PASSAGE

-- start --

But a school with a 1-to-1 initiative and this sort of VPN is going to find itself in the unusual position of needing more Internet access in the evening.  Because student Web browsing is going to use twice the normal bandwidth going through the school VPN (ignoring any overhead from encryption or connection management), because every page a student loads has to come in through the school's Internet connection, then go back out over the Internet connection to the student.  I can't speak for other kids, but mine definitely use the Internet more outside of school than inside.  I think they watch more TV shows on the computer than on the TV.  Those video streams would have to come in from YouTube to the school, then back out from the school to my kids.

Giving VPN access to students from home will force schools with 1-to-1 access to increase their bandwidth to handle their after-school traffic.

-- end --

Records of labeled points:
-- start --

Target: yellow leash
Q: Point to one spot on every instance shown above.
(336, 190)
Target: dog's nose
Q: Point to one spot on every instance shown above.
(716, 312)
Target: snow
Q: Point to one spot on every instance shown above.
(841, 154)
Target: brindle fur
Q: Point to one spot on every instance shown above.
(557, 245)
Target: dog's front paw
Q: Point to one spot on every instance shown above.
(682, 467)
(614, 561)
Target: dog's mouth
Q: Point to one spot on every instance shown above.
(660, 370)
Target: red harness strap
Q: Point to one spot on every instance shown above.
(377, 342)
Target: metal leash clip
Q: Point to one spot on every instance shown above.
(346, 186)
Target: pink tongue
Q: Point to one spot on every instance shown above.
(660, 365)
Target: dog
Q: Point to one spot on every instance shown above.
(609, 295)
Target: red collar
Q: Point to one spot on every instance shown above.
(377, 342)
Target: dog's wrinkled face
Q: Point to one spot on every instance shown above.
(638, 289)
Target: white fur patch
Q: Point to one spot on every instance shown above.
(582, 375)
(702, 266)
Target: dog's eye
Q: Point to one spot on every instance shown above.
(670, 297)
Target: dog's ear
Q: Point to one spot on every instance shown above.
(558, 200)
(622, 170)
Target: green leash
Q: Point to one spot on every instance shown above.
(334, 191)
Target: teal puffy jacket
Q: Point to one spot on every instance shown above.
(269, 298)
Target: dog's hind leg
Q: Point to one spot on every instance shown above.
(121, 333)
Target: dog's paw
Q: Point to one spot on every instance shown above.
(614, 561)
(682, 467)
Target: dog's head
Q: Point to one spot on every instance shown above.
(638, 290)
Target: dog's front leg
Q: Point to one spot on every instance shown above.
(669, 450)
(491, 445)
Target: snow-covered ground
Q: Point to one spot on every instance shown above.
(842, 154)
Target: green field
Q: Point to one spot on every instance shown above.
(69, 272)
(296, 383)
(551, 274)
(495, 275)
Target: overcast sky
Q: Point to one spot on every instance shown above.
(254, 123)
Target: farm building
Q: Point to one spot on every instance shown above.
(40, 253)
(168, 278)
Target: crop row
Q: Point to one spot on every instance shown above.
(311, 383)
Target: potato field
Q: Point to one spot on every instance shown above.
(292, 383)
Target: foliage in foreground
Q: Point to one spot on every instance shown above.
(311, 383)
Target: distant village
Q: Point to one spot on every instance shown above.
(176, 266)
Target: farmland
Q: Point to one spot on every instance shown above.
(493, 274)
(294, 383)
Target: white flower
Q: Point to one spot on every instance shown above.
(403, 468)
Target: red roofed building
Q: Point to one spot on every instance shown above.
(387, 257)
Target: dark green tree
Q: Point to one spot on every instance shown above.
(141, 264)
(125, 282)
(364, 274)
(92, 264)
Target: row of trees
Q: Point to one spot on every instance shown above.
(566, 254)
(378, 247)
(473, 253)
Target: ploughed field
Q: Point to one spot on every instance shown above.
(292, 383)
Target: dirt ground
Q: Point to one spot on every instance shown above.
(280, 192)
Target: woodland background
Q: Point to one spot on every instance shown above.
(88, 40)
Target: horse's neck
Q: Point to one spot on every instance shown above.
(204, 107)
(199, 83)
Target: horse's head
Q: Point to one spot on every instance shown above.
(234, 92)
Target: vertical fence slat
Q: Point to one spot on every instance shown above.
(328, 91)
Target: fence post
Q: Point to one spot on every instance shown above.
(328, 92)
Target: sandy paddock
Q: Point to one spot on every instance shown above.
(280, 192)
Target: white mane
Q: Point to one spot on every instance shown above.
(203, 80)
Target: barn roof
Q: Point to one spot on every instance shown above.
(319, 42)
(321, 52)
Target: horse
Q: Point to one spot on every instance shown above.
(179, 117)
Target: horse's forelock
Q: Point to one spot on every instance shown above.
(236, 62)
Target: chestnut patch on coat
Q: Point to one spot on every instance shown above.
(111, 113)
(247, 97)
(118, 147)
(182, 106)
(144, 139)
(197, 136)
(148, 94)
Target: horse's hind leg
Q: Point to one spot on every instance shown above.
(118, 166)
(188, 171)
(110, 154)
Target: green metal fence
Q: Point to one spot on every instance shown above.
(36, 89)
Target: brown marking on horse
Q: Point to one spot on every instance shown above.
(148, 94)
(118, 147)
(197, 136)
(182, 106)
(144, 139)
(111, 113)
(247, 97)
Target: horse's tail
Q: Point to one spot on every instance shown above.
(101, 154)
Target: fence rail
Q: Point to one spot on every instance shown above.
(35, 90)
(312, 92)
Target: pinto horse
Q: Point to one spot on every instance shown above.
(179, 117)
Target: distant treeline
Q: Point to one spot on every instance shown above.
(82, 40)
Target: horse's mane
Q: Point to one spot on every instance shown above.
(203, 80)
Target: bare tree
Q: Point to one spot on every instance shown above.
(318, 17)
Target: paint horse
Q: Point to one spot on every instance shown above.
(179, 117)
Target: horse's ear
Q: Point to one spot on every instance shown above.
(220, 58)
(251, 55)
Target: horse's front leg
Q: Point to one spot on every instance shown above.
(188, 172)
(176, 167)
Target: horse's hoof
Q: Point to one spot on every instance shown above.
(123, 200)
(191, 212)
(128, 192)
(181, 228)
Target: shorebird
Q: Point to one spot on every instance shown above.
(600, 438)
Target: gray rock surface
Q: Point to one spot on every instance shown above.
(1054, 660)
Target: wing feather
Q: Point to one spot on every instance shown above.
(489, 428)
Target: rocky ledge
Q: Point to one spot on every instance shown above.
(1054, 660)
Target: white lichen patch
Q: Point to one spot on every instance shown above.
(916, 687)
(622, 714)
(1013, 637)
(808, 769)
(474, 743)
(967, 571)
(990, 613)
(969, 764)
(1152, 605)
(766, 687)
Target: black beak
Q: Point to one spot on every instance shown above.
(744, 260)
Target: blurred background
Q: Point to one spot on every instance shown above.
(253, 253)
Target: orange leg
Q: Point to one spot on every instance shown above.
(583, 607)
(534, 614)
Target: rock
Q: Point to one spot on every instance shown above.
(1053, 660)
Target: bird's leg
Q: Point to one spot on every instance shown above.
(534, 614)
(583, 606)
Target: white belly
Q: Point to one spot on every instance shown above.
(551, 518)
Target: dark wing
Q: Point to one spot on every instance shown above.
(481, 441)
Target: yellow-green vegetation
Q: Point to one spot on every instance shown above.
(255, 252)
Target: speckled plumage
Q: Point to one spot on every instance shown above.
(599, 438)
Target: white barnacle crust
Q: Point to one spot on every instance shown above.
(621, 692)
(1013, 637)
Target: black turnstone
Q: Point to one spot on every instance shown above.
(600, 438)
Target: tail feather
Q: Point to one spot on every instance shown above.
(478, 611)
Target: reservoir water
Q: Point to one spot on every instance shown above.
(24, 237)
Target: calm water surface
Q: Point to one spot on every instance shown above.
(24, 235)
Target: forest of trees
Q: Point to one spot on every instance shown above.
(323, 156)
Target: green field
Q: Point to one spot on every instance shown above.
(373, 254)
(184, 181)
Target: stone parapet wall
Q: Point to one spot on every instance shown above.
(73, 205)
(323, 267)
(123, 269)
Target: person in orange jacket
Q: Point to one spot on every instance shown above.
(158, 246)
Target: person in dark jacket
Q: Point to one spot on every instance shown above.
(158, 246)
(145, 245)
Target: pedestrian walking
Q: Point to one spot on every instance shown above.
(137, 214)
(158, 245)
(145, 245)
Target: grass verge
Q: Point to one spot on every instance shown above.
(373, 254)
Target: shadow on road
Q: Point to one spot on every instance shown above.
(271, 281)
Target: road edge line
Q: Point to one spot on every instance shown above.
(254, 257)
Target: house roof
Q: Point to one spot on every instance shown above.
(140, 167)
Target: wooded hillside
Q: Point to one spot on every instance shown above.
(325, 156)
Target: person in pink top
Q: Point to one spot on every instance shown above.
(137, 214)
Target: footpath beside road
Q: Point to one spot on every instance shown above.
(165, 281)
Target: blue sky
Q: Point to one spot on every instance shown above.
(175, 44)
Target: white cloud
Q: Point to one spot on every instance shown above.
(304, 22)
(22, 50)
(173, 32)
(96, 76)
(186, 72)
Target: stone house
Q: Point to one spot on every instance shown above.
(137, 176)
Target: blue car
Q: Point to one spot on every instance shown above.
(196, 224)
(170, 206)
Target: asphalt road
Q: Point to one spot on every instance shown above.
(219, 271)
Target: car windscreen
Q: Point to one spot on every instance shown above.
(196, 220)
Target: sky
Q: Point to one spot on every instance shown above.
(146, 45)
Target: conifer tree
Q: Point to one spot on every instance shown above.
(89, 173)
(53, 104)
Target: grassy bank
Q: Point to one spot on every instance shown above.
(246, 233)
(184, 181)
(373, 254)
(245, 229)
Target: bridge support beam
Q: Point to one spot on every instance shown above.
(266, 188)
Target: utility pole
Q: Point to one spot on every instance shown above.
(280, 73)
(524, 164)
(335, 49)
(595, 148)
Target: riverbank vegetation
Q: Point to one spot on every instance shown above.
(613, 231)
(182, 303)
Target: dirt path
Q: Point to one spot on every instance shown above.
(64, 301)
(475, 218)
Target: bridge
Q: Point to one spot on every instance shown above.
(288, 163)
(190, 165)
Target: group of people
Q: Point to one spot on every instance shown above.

-- end --

DIRECTION 1
List each distinct term in the bandwidth passage that is capitalized even though it does not begin a sentence.
DIRECTION 2
Write what comes next in the bandwidth passage, picking up after its final sentence.

REPLY 1
VPN, Internet, Web, TV, YouTube

REPLY 2
Even districts without 1-to-1 initiatives may run into problems.  If a district has reasonably affluent families, then a lot of kids will use the VPN to get at their school files from home.  Junior will want to tweak his PowerPoint presentation from home, and of course the presentation will include lots of large graphic and video files.  That monster .pptx file is going to eat up school bandwidth when Junior opens it and every time he saves.

Schools will have to increase Internet bandwidth to handle all the traffic outside of school hours, which will mean increased demand for E-Rate funding.  We really don't need to increase demand.

So to the extent this change will have any effect, it will:
  1. Provide incentive for schools to invest in a fading technology.
  2. Increase the digital divide.
  3. Increase bandwidth needs, thereby increasing funding demand.
Step away from the VPN.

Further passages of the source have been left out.